___ Available records ___

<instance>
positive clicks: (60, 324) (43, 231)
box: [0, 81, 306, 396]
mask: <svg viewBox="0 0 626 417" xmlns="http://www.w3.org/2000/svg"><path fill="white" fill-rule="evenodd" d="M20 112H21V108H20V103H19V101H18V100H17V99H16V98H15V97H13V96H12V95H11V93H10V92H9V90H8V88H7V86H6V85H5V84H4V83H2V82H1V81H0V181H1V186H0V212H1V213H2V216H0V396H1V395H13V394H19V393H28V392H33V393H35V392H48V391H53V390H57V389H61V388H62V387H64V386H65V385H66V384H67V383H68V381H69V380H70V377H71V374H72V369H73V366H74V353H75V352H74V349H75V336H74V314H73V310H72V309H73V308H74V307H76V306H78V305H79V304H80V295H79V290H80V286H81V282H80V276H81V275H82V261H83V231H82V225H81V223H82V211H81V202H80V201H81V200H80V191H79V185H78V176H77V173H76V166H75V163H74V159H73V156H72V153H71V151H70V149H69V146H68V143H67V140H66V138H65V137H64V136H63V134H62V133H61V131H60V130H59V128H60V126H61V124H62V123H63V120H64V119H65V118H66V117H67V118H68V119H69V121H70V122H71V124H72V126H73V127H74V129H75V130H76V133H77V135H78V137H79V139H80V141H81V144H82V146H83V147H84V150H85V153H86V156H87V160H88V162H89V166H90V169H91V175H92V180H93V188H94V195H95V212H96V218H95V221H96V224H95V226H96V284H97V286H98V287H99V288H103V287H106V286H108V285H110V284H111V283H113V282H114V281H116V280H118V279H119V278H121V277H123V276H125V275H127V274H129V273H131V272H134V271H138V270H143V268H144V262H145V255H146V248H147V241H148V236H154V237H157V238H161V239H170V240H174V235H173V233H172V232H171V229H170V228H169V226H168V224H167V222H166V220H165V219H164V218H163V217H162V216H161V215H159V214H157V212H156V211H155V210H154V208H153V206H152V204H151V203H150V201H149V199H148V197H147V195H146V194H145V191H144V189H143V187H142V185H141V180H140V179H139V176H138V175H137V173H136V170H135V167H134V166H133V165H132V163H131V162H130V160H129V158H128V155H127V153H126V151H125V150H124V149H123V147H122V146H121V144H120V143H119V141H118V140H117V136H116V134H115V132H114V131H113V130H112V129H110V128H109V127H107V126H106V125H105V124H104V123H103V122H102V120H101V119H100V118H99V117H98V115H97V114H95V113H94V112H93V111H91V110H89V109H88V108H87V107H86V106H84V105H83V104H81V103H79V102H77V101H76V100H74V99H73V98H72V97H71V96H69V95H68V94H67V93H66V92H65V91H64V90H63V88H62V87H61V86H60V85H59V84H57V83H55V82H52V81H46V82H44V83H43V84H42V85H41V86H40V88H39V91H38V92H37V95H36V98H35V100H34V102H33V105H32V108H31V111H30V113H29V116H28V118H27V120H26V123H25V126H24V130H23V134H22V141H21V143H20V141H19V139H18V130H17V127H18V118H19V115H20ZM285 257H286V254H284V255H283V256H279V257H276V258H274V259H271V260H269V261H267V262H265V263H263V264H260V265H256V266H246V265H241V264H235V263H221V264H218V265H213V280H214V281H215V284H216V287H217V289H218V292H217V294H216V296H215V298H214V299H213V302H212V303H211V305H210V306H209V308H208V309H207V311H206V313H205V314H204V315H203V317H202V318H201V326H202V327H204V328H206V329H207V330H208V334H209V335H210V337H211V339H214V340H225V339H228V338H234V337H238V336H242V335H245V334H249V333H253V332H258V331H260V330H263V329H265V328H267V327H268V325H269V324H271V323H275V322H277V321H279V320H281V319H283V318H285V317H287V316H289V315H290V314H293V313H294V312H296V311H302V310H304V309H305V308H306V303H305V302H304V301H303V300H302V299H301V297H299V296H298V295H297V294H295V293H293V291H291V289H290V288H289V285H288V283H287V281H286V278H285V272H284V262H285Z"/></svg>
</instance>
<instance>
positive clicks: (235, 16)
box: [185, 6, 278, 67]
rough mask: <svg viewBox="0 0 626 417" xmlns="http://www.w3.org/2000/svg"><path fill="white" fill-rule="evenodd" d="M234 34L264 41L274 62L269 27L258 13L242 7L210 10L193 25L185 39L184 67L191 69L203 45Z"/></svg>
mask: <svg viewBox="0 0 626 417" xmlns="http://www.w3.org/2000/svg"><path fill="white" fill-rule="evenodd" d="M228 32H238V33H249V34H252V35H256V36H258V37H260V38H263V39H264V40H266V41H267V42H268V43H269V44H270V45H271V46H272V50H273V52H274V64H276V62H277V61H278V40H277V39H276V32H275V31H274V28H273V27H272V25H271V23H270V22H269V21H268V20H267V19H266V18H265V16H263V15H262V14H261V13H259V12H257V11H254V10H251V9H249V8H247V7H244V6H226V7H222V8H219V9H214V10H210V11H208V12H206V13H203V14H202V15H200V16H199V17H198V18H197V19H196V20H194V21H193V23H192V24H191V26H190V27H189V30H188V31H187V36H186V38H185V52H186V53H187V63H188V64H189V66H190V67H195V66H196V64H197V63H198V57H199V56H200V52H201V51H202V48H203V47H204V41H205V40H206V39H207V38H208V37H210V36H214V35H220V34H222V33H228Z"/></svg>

___

(To-do item)
Write out the material above, starting at its first line and ending at the line that contains "box: [0, 81, 306, 396]", with both of those lines included.

(Task solution)
<instance>
positive clicks: (60, 324) (43, 231)
box: [0, 81, 306, 396]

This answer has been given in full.